From the line containing "Cam-trap alert: motion was detected. Identify green field" down to the last line of the records below, give every line again without any change.

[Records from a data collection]
------------
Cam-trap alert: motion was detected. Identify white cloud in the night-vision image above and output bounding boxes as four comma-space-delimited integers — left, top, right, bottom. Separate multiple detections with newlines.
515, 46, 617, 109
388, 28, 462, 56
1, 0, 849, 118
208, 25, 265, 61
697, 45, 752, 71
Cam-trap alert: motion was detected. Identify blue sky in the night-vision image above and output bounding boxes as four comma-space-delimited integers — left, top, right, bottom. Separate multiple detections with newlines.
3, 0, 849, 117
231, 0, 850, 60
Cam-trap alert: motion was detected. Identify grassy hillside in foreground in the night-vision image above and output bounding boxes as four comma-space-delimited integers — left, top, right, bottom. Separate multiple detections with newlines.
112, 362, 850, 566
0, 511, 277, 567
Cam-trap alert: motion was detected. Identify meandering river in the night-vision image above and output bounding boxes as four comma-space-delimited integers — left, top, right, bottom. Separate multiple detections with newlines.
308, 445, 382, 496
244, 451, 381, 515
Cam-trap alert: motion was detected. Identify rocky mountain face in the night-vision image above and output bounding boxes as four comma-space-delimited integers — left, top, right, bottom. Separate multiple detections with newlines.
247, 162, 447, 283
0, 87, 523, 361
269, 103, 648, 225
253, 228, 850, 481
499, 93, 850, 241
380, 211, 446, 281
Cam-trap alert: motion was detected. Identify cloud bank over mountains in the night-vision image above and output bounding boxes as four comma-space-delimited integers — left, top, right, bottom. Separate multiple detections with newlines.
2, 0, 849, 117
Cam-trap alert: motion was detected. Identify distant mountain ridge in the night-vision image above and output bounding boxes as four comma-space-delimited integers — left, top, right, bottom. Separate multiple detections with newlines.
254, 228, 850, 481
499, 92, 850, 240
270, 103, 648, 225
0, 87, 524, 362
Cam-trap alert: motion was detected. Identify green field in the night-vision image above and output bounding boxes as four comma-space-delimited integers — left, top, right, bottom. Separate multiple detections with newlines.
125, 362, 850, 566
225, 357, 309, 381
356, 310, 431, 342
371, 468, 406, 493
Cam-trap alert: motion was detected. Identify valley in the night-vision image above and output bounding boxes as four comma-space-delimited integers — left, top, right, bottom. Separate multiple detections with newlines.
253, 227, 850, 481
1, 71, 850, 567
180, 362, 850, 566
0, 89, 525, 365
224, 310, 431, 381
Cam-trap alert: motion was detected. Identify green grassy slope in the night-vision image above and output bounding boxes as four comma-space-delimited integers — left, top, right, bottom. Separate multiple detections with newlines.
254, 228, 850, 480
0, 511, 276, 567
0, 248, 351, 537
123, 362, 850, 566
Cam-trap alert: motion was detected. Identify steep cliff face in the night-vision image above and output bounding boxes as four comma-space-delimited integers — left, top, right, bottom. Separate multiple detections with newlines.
------------
## Output of the exercise
Cam-trap alert: motion was detected. Identify green field in the night-vision image above and output bounding boxes as four comma-space-delimited integers — left, top, right, bottom. Separate multiple detections with newlines.
125, 362, 850, 566
225, 357, 309, 381
356, 310, 431, 342
371, 468, 406, 493
Cam-trap alert: motion was detected. Identify valley in the night-vision image above and output bounding boxes as four comma-space-delimited integers — left, top, right, bottom. Separate multiple detections with newlines.
253, 227, 850, 481
1, 71, 850, 567
180, 362, 850, 566
0, 89, 525, 365
224, 310, 431, 381
Cam-trap alert: motion was detected. Identify green grassy slope in the night-vision image above and output bounding boxes as four comma-space-delimited integers — left, top, right, bottom. Separate multiple detections with newlines.
254, 228, 850, 480
0, 511, 276, 567
0, 248, 351, 537
123, 362, 850, 566
Cam-trap alert: motion was detected. Identify steep cliff face in the night-vision image above and output bounding boxes as four comma-space-delimited integers — left, top, right, bottom. Separate multiple detections with newlines.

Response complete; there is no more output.